### WHAT YOU WILL DO
Quote the entries below from the line with "# return x and y for each instance of the grass" through the line with "# return x and y for each instance of the dark", both ends included, and only those lines.

Region pointing data

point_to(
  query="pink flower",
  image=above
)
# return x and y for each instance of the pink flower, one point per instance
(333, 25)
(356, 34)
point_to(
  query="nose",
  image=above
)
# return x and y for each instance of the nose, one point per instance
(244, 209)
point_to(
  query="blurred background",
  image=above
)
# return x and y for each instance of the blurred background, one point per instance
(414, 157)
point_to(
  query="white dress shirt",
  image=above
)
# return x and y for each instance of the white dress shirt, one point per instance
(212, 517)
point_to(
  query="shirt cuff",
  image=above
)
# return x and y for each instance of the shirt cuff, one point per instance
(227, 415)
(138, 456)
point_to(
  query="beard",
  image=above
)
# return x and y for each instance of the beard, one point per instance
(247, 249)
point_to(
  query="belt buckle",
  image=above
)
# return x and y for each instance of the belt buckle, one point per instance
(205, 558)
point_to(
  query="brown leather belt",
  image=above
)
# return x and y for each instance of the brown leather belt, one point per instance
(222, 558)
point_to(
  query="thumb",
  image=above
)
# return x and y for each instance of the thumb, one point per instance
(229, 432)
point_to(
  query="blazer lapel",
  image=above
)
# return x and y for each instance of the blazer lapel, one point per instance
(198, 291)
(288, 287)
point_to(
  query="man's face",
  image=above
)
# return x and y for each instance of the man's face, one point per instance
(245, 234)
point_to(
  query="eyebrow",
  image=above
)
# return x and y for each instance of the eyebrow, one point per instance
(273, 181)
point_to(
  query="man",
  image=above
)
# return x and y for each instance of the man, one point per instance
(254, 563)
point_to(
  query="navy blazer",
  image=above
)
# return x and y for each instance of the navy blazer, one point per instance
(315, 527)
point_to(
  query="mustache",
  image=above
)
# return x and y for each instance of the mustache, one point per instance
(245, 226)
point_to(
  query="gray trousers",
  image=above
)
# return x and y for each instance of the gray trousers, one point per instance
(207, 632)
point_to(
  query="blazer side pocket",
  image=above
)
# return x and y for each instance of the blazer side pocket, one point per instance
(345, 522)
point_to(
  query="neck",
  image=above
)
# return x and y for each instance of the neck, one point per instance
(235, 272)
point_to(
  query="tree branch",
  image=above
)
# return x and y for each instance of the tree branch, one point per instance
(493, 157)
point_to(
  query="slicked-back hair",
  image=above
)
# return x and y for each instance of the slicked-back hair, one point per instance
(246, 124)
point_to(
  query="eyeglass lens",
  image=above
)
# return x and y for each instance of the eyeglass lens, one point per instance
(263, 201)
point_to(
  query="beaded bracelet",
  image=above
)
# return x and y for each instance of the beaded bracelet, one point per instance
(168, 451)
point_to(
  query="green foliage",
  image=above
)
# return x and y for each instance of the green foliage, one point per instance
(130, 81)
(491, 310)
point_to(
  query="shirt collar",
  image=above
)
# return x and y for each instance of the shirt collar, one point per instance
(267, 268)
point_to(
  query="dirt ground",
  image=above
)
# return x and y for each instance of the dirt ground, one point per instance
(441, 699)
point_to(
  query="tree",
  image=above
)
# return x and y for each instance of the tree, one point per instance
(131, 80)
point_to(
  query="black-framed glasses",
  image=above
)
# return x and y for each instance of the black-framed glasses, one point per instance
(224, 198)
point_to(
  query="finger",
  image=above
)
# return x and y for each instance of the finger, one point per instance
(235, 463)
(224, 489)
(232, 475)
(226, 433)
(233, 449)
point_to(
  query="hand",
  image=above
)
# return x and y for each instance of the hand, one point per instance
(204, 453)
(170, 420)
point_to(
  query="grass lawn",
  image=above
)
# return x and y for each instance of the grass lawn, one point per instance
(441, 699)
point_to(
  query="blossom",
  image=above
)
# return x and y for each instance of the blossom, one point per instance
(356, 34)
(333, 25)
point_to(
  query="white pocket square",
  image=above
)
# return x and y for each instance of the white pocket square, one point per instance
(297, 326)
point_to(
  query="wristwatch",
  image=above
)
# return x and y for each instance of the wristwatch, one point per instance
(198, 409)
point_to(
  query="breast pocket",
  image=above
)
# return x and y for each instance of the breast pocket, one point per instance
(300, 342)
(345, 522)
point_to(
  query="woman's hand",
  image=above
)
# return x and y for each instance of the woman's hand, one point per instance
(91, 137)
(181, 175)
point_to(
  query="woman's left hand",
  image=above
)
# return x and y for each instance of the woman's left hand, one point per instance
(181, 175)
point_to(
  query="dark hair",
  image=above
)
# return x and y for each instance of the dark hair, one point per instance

==

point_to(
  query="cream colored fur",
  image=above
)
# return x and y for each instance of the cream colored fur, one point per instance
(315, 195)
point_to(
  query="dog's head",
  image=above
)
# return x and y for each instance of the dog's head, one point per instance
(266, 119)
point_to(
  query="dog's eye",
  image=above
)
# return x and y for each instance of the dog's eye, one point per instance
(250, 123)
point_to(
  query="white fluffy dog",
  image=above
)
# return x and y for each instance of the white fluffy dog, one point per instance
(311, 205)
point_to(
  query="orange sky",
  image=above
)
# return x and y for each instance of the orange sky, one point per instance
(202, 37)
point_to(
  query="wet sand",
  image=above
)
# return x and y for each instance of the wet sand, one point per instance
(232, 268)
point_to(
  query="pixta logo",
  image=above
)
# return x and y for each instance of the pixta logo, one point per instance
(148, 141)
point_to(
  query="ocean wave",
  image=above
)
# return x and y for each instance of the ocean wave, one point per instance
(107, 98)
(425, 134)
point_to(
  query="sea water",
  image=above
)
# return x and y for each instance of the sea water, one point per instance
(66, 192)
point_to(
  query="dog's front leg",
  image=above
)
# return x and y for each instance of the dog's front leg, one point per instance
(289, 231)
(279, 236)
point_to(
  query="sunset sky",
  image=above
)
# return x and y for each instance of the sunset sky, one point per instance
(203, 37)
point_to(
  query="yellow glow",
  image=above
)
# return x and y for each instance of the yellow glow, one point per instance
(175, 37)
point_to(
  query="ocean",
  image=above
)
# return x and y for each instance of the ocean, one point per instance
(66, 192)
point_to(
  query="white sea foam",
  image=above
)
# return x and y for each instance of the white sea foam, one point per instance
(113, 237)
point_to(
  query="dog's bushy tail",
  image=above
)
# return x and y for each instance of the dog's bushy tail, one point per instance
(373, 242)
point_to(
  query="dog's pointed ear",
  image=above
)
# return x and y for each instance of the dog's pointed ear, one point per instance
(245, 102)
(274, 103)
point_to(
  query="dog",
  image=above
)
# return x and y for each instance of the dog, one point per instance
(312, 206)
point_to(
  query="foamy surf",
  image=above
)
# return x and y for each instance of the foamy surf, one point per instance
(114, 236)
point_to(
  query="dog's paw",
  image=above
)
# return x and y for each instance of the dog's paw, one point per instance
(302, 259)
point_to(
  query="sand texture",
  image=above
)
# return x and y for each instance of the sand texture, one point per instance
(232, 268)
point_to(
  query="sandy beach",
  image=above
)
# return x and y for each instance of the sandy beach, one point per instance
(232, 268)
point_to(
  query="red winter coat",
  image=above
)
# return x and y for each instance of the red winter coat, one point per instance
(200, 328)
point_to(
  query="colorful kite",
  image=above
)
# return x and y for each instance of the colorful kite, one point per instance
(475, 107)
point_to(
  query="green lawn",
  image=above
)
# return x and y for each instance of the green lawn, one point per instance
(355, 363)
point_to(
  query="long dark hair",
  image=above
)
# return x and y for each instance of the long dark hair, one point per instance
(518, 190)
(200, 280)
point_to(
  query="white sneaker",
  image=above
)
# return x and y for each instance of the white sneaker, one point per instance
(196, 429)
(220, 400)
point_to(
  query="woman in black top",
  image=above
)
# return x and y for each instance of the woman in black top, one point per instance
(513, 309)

--

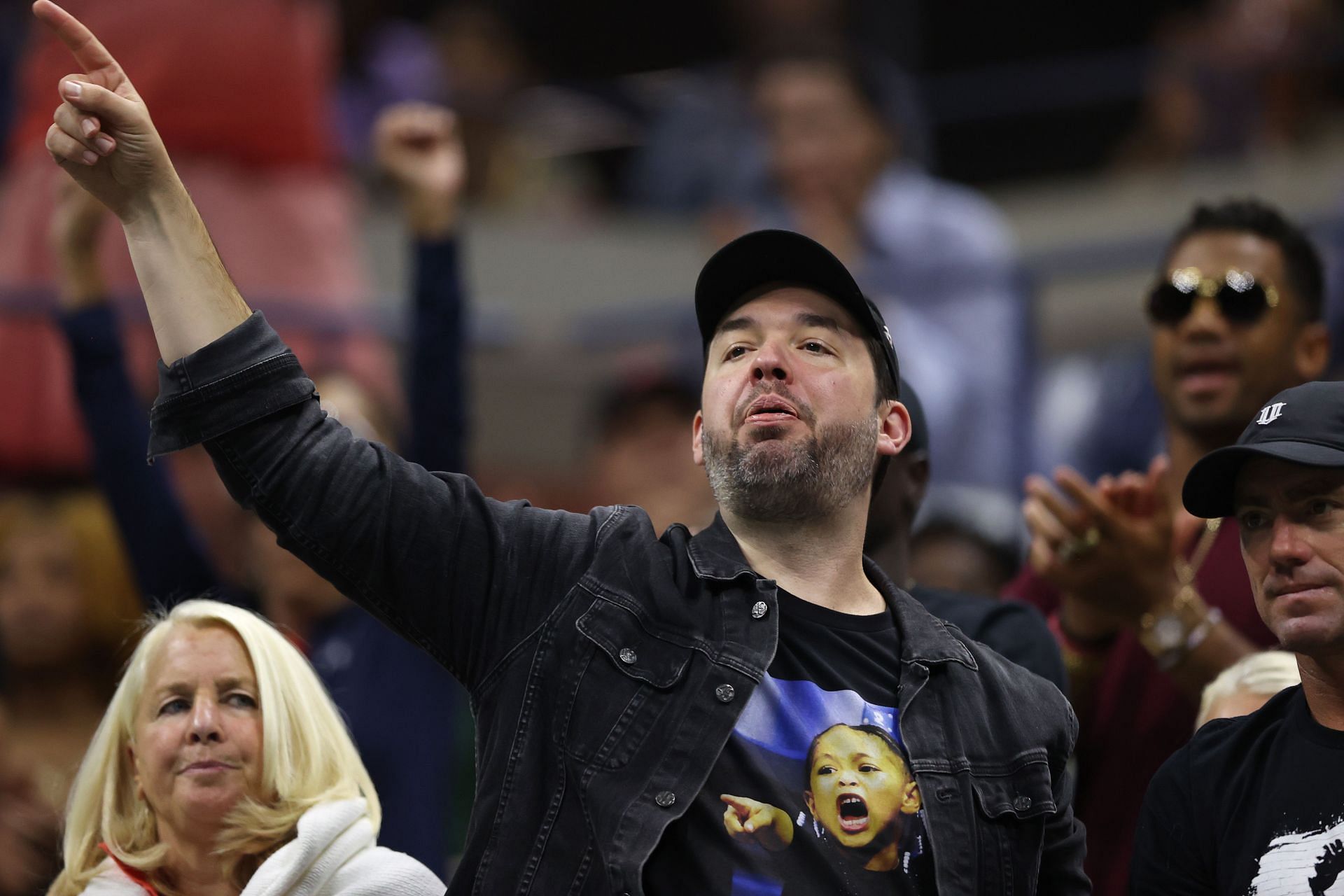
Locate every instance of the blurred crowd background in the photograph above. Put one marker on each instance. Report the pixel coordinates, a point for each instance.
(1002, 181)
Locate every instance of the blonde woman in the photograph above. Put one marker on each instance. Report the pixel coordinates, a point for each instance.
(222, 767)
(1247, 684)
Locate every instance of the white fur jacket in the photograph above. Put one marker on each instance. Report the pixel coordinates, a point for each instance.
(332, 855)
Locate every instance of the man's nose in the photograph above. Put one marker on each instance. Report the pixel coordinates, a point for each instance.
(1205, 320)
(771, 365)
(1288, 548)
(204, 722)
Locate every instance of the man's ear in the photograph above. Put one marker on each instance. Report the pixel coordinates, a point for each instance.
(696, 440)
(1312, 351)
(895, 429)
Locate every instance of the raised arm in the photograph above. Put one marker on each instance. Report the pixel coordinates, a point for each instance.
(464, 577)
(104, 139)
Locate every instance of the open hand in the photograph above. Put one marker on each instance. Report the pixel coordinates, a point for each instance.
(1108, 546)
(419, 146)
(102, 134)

### OUTPUT BELOW
# return x and y for each instance of the grass lawn, one point per instance
(441, 699)
point_to(
  query="blossom",
  image=above
)
# return x and y for each instance of the blossom, one point per instance
(356, 34)
(333, 25)
point_to(
  query="white pocket square",
  image=above
)
# return x and y for each instance of the white pocket square, one point per instance
(297, 326)
point_to(
  query="wristwatch",
  image=above
)
# return x and y for each instance of the wristwatch, one point per instance
(198, 409)
point_to(
  query="breast pocket",
  image=above
)
# return x and y for each instance of the breast pocket, one point per instance
(300, 342)
(345, 522)
point_to(
  query="woman's hand",
  image=above
)
# return x and y for each instance of the woman's hand, one point per instance
(91, 137)
(181, 175)
point_to(
  query="woman's left hand",
  image=above
)
# return x and y for each instance of the woman's left hand, one point per instance
(181, 175)
point_to(
  query="dark hair",
  image=above
)
# return x and y for each instance of the dark hair, one point per instance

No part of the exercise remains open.